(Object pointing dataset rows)

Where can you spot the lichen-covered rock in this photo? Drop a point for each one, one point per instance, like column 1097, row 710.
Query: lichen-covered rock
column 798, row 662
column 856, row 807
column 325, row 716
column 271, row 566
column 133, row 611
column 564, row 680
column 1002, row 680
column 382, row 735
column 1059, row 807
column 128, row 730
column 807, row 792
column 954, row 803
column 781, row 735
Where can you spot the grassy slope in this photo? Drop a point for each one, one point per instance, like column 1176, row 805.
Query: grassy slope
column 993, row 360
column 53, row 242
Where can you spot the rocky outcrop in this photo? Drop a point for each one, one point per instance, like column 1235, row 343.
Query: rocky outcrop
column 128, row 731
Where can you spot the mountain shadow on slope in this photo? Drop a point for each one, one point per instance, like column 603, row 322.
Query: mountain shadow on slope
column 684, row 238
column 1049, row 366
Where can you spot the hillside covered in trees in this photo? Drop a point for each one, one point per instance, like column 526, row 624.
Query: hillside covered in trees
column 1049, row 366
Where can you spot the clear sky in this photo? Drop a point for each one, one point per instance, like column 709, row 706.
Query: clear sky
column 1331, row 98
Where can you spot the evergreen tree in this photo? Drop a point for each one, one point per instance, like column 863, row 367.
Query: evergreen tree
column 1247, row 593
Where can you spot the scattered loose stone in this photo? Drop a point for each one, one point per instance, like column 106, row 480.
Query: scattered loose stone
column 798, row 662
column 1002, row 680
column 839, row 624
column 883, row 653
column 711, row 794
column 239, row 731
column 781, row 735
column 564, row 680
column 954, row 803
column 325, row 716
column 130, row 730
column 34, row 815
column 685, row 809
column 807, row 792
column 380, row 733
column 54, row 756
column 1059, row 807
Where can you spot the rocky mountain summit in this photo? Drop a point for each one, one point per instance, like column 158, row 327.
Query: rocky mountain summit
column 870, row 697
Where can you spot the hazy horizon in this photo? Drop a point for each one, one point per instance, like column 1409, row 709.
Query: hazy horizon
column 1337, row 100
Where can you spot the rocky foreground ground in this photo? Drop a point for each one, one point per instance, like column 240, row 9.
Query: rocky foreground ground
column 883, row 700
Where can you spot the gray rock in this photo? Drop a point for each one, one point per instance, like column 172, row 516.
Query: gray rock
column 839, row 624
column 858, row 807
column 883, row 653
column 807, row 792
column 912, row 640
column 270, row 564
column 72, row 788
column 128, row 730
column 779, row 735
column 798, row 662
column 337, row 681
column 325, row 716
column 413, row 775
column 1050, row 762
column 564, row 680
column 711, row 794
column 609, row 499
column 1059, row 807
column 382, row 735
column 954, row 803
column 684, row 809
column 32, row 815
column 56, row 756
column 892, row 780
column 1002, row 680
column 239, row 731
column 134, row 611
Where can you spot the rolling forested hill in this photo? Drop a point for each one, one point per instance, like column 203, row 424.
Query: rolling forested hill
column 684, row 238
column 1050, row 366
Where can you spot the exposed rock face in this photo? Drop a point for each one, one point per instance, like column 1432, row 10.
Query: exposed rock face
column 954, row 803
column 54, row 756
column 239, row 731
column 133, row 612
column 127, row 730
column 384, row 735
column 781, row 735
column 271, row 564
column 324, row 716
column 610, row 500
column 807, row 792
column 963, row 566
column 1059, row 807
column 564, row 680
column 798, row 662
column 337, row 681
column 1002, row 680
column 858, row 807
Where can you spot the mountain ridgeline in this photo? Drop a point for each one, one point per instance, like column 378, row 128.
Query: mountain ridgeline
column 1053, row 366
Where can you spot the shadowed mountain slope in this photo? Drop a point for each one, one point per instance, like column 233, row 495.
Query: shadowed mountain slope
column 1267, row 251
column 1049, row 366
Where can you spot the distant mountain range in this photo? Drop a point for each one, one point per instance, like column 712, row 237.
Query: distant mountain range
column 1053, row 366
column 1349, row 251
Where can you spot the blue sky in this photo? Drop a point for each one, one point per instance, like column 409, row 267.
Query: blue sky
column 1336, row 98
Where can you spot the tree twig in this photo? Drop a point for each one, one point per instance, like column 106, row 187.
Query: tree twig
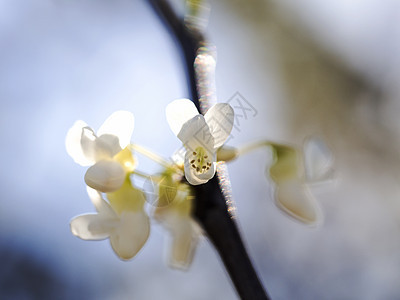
column 211, row 210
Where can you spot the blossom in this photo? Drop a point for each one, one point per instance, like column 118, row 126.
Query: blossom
column 105, row 151
column 200, row 135
column 177, row 218
column 122, row 220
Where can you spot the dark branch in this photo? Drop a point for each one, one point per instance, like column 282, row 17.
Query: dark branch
column 210, row 205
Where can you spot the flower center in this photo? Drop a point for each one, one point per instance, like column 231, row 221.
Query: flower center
column 199, row 160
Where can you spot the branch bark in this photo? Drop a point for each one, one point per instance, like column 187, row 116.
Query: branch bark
column 210, row 209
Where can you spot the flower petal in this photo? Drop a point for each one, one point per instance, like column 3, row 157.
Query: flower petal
column 318, row 160
column 92, row 227
column 131, row 235
column 101, row 205
column 73, row 144
column 295, row 199
column 119, row 124
column 88, row 144
column 220, row 119
column 178, row 112
column 195, row 133
column 106, row 146
column 184, row 242
column 126, row 198
column 105, row 176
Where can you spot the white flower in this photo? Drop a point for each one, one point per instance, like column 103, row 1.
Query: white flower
column 201, row 135
column 185, row 232
column 103, row 152
column 292, row 175
column 124, row 222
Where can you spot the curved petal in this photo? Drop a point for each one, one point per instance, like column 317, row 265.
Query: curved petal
column 131, row 235
column 92, row 227
column 184, row 242
column 88, row 143
column 119, row 124
column 196, row 133
column 105, row 176
column 101, row 205
column 295, row 200
column 73, row 144
column 194, row 177
column 220, row 118
column 178, row 112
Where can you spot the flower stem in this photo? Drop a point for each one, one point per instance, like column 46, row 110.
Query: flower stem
column 210, row 205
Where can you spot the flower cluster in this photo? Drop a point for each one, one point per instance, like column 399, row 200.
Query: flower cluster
column 121, row 213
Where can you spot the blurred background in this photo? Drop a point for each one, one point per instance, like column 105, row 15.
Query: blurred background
column 307, row 67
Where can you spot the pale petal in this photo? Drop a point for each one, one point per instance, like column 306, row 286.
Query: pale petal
column 106, row 147
column 178, row 112
column 295, row 199
column 219, row 119
column 92, row 227
column 184, row 242
column 73, row 144
column 195, row 133
column 196, row 178
column 101, row 205
column 126, row 198
column 318, row 160
column 119, row 124
column 131, row 235
column 226, row 153
column 105, row 176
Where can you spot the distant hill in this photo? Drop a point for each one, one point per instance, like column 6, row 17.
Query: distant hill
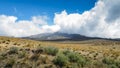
column 58, row 36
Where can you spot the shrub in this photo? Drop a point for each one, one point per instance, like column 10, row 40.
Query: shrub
column 13, row 50
column 51, row 50
column 108, row 61
column 61, row 60
column 10, row 63
column 75, row 57
column 21, row 54
column 34, row 57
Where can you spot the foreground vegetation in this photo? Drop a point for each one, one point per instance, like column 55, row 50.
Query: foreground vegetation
column 20, row 53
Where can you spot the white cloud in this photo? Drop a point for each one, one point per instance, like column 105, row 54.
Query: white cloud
column 10, row 27
column 103, row 20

▶ _SET EXERCISE_
Repeat the material above word for word, please, apart from its images.

▶ _WRITTEN RESPONSE_
Where can you spot the lichen-covered rock in this photo? Drop a point for each one, one point per instance, like column 1097, row 710.
Query: lichen-covered rock
column 798, row 662
column 856, row 807
column 325, row 716
column 271, row 566
column 133, row 611
column 564, row 680
column 1002, row 680
column 382, row 735
column 1059, row 807
column 128, row 730
column 807, row 792
column 954, row 803
column 781, row 735
Where can you spot the grassy slope in this photo? Drop a point for each one, one point per instance, like column 1176, row 805.
Query: grassy slope
column 993, row 360
column 53, row 242
Where can you spot the rocky outcrop in this photo? Drop a point for each one, one point per instance, like column 1235, row 343.
Query: rocky outcrop
column 128, row 731
Where can you spot the mountain shadow on slope in this photo? Drop a point for each one, one point per instance, like column 603, row 322.
Query: mountain shadow on slope
column 684, row 238
column 1049, row 366
Where can you spot the hillside covered in trees in this photo? Drop a point for each one, one point per instance, like column 526, row 624.
Query: hillside covered in trees
column 1049, row 366
Where can you spot the clear sky in this photo? Drop a point for each one, one point per instance, like column 709, row 706.
Query: clear sky
column 1331, row 98
Where can you spot the evergreen tree in this photo? Drop a point for each one, one point per instance, like column 863, row 367.
Query: evergreen tree
column 1247, row 593
Where can you spot the scattered loose stone in this photo? Drop a point for each one, one point per instance, like column 106, row 480.
Query: scattered loose stone
column 798, row 662
column 1002, row 680
column 839, row 624
column 883, row 653
column 711, row 794
column 239, row 731
column 781, row 735
column 564, row 680
column 954, row 803
column 325, row 716
column 130, row 730
column 34, row 815
column 685, row 809
column 807, row 792
column 380, row 733
column 54, row 756
column 1059, row 807
Where can you spot the rocky mountain summit in this photo? Drop a point for each one, one point per instance, like column 158, row 327.
Query: rocky mountain summit
column 870, row 697
Where can you spot the hazy horizon in this photo? Drop a point for each one, one point per instance, like column 1409, row 709.
Query: hazy horizon
column 1337, row 100
Where can you spot the rocky foreground ground in this photo? Drop a point for each one, one point per instance, like column 240, row 9.
Query: rocky foreground ground
column 883, row 700
Where can you spot the gray rock in this photo? Drop a point for each one, one point per instance, like column 172, row 516.
Query: gray rock
column 839, row 624
column 858, row 807
column 883, row 653
column 807, row 792
column 912, row 640
column 270, row 564
column 72, row 788
column 128, row 730
column 779, row 735
column 798, row 662
column 337, row 681
column 325, row 716
column 413, row 775
column 1050, row 762
column 564, row 680
column 711, row 794
column 609, row 499
column 1059, row 807
column 382, row 735
column 954, row 803
column 684, row 809
column 32, row 815
column 56, row 756
column 892, row 780
column 1002, row 680
column 239, row 731
column 134, row 611
Where can you spot the rolling forested hill in this photo? Drop a point for each one, one point per instance, like column 203, row 424.
Query: rolling forested hill
column 684, row 238
column 1050, row 366
Where can you spot the exposed rock face in this photo? Drop a point for each one, one point per instance, like column 1432, row 10.
Query: exposed rock face
column 954, row 803
column 54, row 756
column 239, row 731
column 133, row 612
column 127, row 730
column 384, row 735
column 781, row 735
column 271, row 564
column 324, row 716
column 610, row 500
column 807, row 792
column 963, row 566
column 1059, row 807
column 564, row 680
column 798, row 662
column 337, row 681
column 1002, row 680
column 858, row 807
Where can you spot the mountain ridgeline in this photo? Drop a point for each one, one point per instance, like column 378, row 128.
Query: mountain ridgeline
column 1053, row 366
Where can you spot the shadowed mountain slope in this photo? Drop a point for each one, one point per instance, like column 233, row 495.
Query: shadowed mountain slope
column 1267, row 251
column 1049, row 366
Where can you spot the distant mountain range in this photo? Drop a point for each one, one point per instance, like column 712, row 237.
Query: distant mountain range
column 1053, row 366
column 1349, row 251
Where can you spot the blue sky in this photo? Drop a point for each one, one point per instance, like column 409, row 267.
Query: blue sky
column 1336, row 98
Where can you spot the tree twig in this photo? Drop a point for each one, one point per instance, like column 106, row 187.
Query: tree twig
column 211, row 210
Where can you spot the blossom in this photo? Drop a point for each one, one point per instance, like column 118, row 126.
Query: blossom
column 105, row 151
column 200, row 135
column 177, row 218
column 122, row 220
Where can you spot the dark branch in this photo? Drop a point for each one, one point per instance, like column 282, row 17.
Query: dark branch
column 210, row 205
Where can you spot the flower center in this photo? Drop a point for each one, one point per instance, like column 231, row 221.
Query: flower center
column 199, row 160
Where can you spot the branch bark in this photo? Drop a point for each one, one point per instance, like column 187, row 116.
Query: branch bark
column 210, row 209
Where can you spot the flower petal in this photo? Drop a point for each one, one point per instance, like column 3, row 157.
Query: flower petal
column 318, row 160
column 92, row 227
column 131, row 235
column 101, row 205
column 73, row 144
column 295, row 199
column 119, row 124
column 88, row 144
column 220, row 119
column 178, row 112
column 195, row 133
column 106, row 146
column 184, row 242
column 126, row 198
column 105, row 176
Where can you spot the white flower in this photo? Drop a point for each one, one point per instance, like column 103, row 1.
Query: white flower
column 201, row 135
column 185, row 232
column 103, row 152
column 292, row 175
column 124, row 222
Where can you spot the curved petal in this photo? Drop a point for each one, one point per instance, like column 317, row 265.
Query: curved petal
column 131, row 235
column 92, row 227
column 184, row 242
column 88, row 143
column 119, row 124
column 196, row 133
column 105, row 176
column 101, row 205
column 295, row 200
column 73, row 144
column 194, row 177
column 220, row 118
column 178, row 112
Where can you spot the flower stem in this photo? Drop a point for each one, one point per instance, like column 46, row 110.
Query: flower stem
column 210, row 205
Where can you spot the flower cluster in this photo? Drop a point for each one, one point per instance, like column 399, row 200.
Query: flower cluster
column 121, row 213
Where can you spot the blurred background in this photo? Drop a point for each one, one point per instance, like column 105, row 15.
Query: blurred background
column 307, row 67
Where can you spot the pale petal in this photo? Drop a point for each one, one point per instance, like column 306, row 286.
Query: pale petal
column 106, row 147
column 178, row 112
column 295, row 199
column 219, row 119
column 92, row 227
column 184, row 242
column 73, row 144
column 195, row 133
column 196, row 178
column 101, row 205
column 126, row 198
column 318, row 160
column 119, row 124
column 131, row 235
column 226, row 153
column 105, row 176
Where can you spot the distant hill in this photo? Drop a point for each one, one point per instance, like column 6, row 17.
Query: distant hill
column 58, row 36
Where can you spot the shrub in this photo? Drop a point for each one, one point per instance, like column 10, row 40.
Query: shrub
column 13, row 50
column 51, row 50
column 108, row 61
column 61, row 60
column 10, row 63
column 75, row 57
column 21, row 54
column 34, row 57
Where can you spot the foreground vegetation in this photo? Drop a point for each one, one point per instance, like column 55, row 50.
Query: foreground vegetation
column 20, row 53
Where can you spot the white cloud in this photo? Drop a point for each one, one point per instance, like column 105, row 54.
Query: white cloud
column 10, row 27
column 103, row 20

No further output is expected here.